(Region pointing data)
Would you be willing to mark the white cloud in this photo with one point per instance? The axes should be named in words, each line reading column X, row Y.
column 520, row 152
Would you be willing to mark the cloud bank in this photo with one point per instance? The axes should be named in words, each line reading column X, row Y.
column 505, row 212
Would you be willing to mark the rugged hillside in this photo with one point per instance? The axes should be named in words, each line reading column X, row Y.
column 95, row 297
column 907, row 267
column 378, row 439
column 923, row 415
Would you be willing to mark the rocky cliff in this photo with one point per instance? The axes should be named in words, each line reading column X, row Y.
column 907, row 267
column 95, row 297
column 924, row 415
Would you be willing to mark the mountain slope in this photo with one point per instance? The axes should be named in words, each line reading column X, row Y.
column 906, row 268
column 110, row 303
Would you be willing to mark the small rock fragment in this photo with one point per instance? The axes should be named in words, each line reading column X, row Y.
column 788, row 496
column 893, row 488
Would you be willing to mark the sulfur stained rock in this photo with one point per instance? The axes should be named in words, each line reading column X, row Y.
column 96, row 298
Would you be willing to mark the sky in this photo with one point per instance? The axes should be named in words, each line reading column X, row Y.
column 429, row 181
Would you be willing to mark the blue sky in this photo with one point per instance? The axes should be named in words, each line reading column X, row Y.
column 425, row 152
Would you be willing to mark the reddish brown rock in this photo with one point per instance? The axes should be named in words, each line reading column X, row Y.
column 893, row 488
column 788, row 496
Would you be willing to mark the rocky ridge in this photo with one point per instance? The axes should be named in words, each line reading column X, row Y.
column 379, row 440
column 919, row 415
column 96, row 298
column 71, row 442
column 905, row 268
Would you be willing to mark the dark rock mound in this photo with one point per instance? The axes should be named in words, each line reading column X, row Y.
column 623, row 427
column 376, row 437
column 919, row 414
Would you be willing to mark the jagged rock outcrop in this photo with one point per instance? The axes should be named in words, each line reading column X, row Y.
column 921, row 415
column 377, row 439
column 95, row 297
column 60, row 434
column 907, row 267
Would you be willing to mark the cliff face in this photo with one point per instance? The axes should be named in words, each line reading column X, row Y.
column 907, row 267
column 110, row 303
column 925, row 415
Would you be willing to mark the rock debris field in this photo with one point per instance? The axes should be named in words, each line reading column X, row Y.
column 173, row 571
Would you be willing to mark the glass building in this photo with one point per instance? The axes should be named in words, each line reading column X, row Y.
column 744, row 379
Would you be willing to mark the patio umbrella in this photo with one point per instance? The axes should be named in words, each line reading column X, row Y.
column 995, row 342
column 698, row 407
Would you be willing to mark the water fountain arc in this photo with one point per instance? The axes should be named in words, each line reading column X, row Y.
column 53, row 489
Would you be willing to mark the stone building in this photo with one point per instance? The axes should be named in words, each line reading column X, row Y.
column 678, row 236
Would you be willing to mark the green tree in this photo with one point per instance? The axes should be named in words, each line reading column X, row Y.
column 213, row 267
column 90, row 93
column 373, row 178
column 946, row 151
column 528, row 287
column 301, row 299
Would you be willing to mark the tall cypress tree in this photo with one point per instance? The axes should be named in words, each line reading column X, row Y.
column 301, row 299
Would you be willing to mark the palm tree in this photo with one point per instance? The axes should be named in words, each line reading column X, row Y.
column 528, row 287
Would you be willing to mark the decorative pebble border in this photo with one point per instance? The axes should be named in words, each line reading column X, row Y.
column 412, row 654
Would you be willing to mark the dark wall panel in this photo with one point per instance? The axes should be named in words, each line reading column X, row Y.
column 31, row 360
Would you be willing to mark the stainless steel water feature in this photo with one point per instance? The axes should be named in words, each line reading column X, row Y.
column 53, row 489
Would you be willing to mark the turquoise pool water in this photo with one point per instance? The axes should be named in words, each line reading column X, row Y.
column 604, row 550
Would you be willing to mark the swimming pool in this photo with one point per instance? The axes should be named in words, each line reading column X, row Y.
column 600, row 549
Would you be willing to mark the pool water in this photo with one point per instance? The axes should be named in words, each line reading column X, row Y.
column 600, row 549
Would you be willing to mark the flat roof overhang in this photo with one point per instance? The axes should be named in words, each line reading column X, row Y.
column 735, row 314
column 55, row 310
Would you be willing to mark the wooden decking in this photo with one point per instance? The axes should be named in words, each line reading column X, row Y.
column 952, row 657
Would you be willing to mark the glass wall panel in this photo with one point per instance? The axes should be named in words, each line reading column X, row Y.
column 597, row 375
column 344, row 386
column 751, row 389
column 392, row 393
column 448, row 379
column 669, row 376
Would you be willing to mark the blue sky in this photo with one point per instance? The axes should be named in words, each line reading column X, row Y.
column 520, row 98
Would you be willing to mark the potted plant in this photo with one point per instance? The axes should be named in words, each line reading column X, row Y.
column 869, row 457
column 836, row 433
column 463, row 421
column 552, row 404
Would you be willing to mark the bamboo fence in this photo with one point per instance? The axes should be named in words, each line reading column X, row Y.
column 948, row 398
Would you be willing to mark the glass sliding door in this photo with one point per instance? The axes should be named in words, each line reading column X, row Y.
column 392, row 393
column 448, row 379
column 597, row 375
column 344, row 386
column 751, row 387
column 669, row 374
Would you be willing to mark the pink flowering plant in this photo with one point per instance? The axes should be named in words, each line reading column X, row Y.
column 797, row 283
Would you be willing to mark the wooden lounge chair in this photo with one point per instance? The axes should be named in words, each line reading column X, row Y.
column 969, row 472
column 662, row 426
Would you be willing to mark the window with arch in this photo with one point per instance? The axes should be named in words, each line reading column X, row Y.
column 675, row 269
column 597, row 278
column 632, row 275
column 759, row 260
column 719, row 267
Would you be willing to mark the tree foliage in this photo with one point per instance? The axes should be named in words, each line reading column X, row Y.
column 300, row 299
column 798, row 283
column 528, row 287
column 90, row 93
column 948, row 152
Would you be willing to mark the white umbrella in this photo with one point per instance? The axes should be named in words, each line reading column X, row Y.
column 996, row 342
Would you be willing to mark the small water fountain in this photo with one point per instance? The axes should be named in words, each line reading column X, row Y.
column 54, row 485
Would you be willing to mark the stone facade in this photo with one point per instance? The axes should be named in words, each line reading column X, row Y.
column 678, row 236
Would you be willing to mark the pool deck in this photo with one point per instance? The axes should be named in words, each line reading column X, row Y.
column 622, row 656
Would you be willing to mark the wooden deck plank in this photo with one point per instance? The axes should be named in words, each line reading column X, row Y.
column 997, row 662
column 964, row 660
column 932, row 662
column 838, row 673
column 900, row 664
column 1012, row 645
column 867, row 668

**TASK DIRECTIONS**
Repeat the records above exactly, leaving none out.

**TASK SOLUTION**
Would you be willing to mark the white cloud in this photo with one point per instance? The axes should be named in words, each line reading column X, row Y.
column 520, row 152
Would you be willing to mark the cloud bank in this photo with one point per instance? The axes should be named in words, each line reading column X, row Y.
column 505, row 212
Would you be willing to mark the rugged hillside in this photo with one point per instance? The axes should be named in words, each line reading column X, row Y.
column 95, row 297
column 907, row 267
column 378, row 439
column 923, row 415
Would you be willing to mark the rocky cliff in this photo with one point per instance? The axes should be named in words, each line reading column X, row Y.
column 907, row 267
column 95, row 297
column 924, row 415
Would you be willing to mark the mountain slope in this photo with one point per instance? The axes should be named in words, each line reading column X, row Y.
column 906, row 268
column 110, row 303
Would you be willing to mark the small rock fragment in this photo with one point per instance? The axes should be named in words, each line reading column X, row Y.
column 788, row 496
column 893, row 488
Would you be willing to mark the sulfur stained rock in this photo with one point per instance? The axes should be named in words, each line reading column X, row Y.
column 96, row 298
Would you be willing to mark the sky in this photo with one point per instance? The axes should be named in words, each line reading column X, row Y.
column 429, row 181
Would you be willing to mark the blue sky in this photo with one point per instance? The axes should be named in words, each line reading column X, row Y.
column 425, row 152
Would you be willing to mark the reddish brown rock in this photo with one point per instance? The axes should be named in words, each line reading column X, row Y.
column 893, row 488
column 788, row 496
Would you be willing to mark the rocky ridge in this photo with one point per instance? The axes should be named in words, each line reading column X, row Y.
column 379, row 440
column 919, row 415
column 96, row 298
column 71, row 442
column 905, row 268
Would you be willing to mark the dark rock mound in this photo with one point per instance? The axes should be named in words, each line reading column X, row Y.
column 623, row 427
column 376, row 437
column 919, row 414
Would you be willing to mark the jagged rock outcrop in this photo with one point per instance? The axes should be named in words, each line reading column X, row Y.
column 921, row 415
column 377, row 439
column 95, row 297
column 60, row 434
column 907, row 267
Would you be willing to mark the cliff face in this photo with one point per instance? The axes should be named in words, each line reading column X, row Y.
column 907, row 267
column 110, row 303
column 925, row 415
Would you be willing to mark the rock debris field in this photo with one point per instance? The axes should be named in words, each line reading column X, row Y.
column 173, row 571
Would you be willing to mark the glass building in this photo with one point per instance? The axes should be named in words, each line reading column X, row Y.
column 744, row 379
Would you be willing to mark the patio umbrella in this photo with one point per instance? The axes should be named in words, each line reading column X, row Y.
column 995, row 342
column 698, row 407
Would you be willing to mark the water fountain arc in this photo with one point per instance? The axes should be named in words, each line reading column X, row Y.
column 53, row 489
Would you be willing to mark the stone building in this photo with one point per instance? The axes should be named in words, each line reading column X, row Y.
column 678, row 236
Would you be willing to mark the green tree in this photo with one point per instance? The axes should be named in words, each line reading column X, row Y.
column 213, row 267
column 90, row 93
column 373, row 178
column 946, row 151
column 528, row 287
column 301, row 299
Would you be willing to mark the tall cypress tree in this photo with one point per instance? The axes should be named in words, each line reading column X, row Y.
column 301, row 299
Would you be willing to mark the palm tree in this photo with one point per instance? The axes should be named in words, each line reading column X, row Y.
column 528, row 287
Would you be willing to mark the decorative pebble border in this photo with one point per instance? The axes should be named in words, each line reading column X, row Y.
column 412, row 654
Would you be willing to mark the dark wall panel in this photo with one point per instance? The axes should be named in words, each line reading column X, row Y.
column 31, row 360
Would you be willing to mark the stainless steel water feature in this photo with one point per instance? The axes should be named in words, each line reading column X, row Y.
column 53, row 489
Would you be willing to mark the turquoise pool water in this photo with one point per instance? The axes should be named in words, each line reading column X, row Y.
column 604, row 550
Would you be willing to mark the swimming pool in this photo with one point per instance? The axes should be named in words, each line reading column X, row Y.
column 600, row 549
Would you be willing to mark the pool water in this photo with one point per instance? The axes should be named in words, each line reading column X, row Y.
column 600, row 549
Would you be willing to mark the flat roof overhang in this photo with one point per instance? The axes should be named in words, each line reading column X, row Y.
column 735, row 314
column 55, row 310
Would you be willing to mark the wooden decking in this photo with one point per instance? The axes should be named in words, each line reading column X, row Y.
column 952, row 657
Would you be willing to mark the glass wall panel in this photo with one point per instance? The axes should be named in words, each line reading column X, row Y.
column 597, row 375
column 344, row 386
column 751, row 389
column 392, row 393
column 448, row 379
column 669, row 376
Would you be willing to mark the blue sky in this photo with one point per instance? The axes should be named in words, each line reading column X, row Y.
column 520, row 98
Would you be willing to mark the potted plant in this photo with one point per instance? The axes should be named in words, each line reading column X, row Y.
column 869, row 457
column 836, row 433
column 463, row 421
column 552, row 404
Would you be willing to mark the bamboo fence in this photo with one point per instance? The axes should be named in words, each line reading column X, row Y.
column 948, row 398
Would you be willing to mark the glass sliding door in this photo with one point per instance? The axes should be named in words, each line reading column X, row Y.
column 392, row 393
column 448, row 379
column 597, row 375
column 344, row 386
column 751, row 387
column 669, row 374
Would you be willing to mark the pink flowering plant in this photo with one point per instance? The axes should be named in words, each line reading column X, row Y.
column 797, row 283
Would you be willing to mark the wooden lounge chair in this photo with one point per instance? The axes should be named in words, each line reading column X, row Y.
column 969, row 472
column 662, row 426
Would you be willing to mark the window with arch in this photo with one point per instance? The axes should be named in words, each line reading column X, row Y.
column 675, row 269
column 597, row 278
column 632, row 275
column 759, row 260
column 719, row 267
Would you be willing to mark the tree foliage in this photo with one point per instance? The axes should be named in words, each line reading column X, row Y.
column 300, row 299
column 798, row 283
column 528, row 287
column 90, row 93
column 948, row 152
Would you be willing to mark the white umbrella in this photo with one point per instance? The axes should be named in words, each line reading column X, row Y.
column 996, row 342
Would you be willing to mark the small water fountain in this photo with one point per instance? The axes should be named in words, each line reading column X, row Y.
column 54, row 485
Would you be willing to mark the stone facade in this photo with one point per instance? The axes should be named in words, each line reading column X, row Y.
column 678, row 236
Would you be willing to mark the pool deck in this photo with one point per instance? The axes should be named in words, each line reading column X, row Y.
column 622, row 656
Would you be willing to mark the wooden deck plank in this photo with one point per instance? The axes should be named in words, each line reading column X, row Y.
column 997, row 662
column 964, row 660
column 932, row 662
column 838, row 673
column 900, row 664
column 1012, row 645
column 867, row 668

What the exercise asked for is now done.